Required action — Transcribe exactly, and only, the lines that run from the one containing "of the grass" through the end of the records.

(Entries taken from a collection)

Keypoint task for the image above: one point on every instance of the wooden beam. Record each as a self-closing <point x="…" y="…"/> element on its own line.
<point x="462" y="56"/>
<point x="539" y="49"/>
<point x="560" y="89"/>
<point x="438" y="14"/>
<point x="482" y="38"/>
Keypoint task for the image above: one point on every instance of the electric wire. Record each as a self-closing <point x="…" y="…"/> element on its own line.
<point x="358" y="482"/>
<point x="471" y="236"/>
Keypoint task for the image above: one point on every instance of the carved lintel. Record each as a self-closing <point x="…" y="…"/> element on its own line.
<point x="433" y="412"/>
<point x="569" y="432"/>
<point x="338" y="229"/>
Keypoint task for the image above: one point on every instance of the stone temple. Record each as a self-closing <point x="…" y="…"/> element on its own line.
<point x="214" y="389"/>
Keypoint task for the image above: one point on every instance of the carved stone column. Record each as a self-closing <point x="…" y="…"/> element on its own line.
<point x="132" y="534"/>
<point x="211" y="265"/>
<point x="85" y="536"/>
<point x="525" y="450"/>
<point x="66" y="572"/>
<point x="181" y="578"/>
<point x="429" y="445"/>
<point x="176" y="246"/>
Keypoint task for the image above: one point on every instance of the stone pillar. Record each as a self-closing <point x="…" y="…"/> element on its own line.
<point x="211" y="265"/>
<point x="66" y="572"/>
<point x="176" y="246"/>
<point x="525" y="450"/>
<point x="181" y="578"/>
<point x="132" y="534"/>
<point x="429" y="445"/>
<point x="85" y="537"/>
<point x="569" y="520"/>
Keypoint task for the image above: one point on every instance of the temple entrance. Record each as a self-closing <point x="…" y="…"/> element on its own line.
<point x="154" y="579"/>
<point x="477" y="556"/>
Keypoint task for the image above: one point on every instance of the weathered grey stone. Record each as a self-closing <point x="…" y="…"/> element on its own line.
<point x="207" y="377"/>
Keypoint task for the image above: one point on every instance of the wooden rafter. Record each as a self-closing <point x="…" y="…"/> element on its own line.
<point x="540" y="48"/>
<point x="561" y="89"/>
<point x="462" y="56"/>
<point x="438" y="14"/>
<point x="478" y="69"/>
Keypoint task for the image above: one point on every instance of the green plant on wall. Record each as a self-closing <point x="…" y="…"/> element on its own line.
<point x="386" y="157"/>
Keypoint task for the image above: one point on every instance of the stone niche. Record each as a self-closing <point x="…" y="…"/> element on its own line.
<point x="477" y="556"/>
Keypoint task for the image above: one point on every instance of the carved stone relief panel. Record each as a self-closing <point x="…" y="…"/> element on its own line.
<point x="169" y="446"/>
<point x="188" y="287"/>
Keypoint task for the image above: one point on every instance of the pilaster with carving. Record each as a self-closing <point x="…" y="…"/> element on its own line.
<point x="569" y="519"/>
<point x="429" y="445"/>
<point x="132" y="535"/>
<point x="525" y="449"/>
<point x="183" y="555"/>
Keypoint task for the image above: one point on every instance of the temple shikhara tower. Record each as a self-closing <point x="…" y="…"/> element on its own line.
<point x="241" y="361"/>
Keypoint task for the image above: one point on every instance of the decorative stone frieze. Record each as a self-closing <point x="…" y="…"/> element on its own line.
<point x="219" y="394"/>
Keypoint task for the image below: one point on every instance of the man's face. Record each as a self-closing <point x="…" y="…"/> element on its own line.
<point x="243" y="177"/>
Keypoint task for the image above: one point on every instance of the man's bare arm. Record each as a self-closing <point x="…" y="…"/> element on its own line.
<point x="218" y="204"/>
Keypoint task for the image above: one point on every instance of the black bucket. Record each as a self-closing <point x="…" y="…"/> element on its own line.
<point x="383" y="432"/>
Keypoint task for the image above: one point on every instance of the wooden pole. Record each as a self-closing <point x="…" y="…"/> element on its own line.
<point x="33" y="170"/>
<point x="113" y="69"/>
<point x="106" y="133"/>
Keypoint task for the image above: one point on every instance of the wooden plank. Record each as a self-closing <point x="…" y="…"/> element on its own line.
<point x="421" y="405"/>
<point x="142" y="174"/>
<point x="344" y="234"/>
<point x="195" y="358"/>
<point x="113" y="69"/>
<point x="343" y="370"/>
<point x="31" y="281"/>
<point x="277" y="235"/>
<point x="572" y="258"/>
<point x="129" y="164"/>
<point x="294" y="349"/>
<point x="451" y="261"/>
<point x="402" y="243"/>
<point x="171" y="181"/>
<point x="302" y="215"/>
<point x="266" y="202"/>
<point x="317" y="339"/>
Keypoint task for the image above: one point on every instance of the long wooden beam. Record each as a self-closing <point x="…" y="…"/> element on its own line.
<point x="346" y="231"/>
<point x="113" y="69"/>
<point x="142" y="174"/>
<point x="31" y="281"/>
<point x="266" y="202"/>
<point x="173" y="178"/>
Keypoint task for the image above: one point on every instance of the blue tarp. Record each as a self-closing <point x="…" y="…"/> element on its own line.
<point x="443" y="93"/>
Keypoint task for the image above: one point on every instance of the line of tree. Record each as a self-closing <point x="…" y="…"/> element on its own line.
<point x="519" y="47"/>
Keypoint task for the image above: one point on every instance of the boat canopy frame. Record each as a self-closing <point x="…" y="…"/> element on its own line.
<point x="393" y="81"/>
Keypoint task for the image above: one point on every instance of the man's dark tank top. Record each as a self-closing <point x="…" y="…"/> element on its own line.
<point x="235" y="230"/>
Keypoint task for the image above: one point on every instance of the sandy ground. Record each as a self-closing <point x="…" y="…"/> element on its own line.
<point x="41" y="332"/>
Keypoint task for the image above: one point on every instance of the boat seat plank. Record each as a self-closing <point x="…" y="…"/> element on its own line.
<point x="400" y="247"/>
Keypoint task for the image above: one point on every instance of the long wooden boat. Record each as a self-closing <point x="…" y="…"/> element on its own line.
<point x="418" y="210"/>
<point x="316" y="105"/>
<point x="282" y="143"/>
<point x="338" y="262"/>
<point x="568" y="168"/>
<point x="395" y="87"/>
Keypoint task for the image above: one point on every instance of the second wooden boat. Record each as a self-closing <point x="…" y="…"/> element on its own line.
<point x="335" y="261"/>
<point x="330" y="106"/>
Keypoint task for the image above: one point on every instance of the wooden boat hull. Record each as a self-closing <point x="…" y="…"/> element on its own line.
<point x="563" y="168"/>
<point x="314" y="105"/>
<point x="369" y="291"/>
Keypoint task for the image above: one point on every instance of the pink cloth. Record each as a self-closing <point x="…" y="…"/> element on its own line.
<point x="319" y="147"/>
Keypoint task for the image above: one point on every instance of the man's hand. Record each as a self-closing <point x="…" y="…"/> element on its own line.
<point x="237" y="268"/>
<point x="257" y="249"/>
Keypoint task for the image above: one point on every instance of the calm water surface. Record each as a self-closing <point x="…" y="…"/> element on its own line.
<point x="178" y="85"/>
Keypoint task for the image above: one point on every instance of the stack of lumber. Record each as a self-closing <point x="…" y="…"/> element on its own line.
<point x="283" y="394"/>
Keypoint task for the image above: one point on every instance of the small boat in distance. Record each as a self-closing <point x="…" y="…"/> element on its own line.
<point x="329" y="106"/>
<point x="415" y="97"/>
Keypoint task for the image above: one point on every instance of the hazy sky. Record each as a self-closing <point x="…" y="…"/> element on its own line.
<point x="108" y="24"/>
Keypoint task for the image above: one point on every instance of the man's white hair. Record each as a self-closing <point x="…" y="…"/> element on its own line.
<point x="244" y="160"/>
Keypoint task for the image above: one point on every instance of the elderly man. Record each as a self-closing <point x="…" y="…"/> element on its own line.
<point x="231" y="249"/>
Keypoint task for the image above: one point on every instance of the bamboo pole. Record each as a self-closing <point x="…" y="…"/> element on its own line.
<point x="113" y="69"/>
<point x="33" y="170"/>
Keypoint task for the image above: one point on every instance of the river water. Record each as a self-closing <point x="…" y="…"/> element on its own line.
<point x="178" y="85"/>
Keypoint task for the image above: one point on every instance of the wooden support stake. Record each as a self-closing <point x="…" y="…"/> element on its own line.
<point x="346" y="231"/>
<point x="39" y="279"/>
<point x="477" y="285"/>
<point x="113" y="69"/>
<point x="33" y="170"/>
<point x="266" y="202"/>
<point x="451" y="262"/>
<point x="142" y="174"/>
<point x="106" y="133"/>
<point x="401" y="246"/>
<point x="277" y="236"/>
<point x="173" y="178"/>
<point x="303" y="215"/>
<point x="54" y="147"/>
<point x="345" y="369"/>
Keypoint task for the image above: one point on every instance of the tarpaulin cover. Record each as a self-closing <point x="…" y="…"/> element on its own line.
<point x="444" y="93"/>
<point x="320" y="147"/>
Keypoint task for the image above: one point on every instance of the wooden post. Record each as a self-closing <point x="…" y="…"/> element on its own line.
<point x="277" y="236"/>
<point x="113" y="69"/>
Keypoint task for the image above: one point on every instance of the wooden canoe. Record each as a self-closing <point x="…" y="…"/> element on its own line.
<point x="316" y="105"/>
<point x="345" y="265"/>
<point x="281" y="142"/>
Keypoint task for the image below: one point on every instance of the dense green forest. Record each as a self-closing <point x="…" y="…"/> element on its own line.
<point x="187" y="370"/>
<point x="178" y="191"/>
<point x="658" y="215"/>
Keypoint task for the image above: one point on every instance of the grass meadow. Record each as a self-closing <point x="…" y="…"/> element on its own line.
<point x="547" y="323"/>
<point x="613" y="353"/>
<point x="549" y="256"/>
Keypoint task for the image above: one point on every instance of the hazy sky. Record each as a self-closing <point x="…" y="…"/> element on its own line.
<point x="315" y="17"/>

Exercise answer —
Keypoint task for the image above: one point on every instance of the grass meadow. Record each as a self-closing <point x="…" y="…"/> element on its own line.
<point x="547" y="323"/>
<point x="613" y="353"/>
<point x="549" y="256"/>
Keypoint task for the image above: one point on every instance of the hazy sky. Record each as a self-closing <point x="…" y="…"/> element on its own line.
<point x="315" y="17"/>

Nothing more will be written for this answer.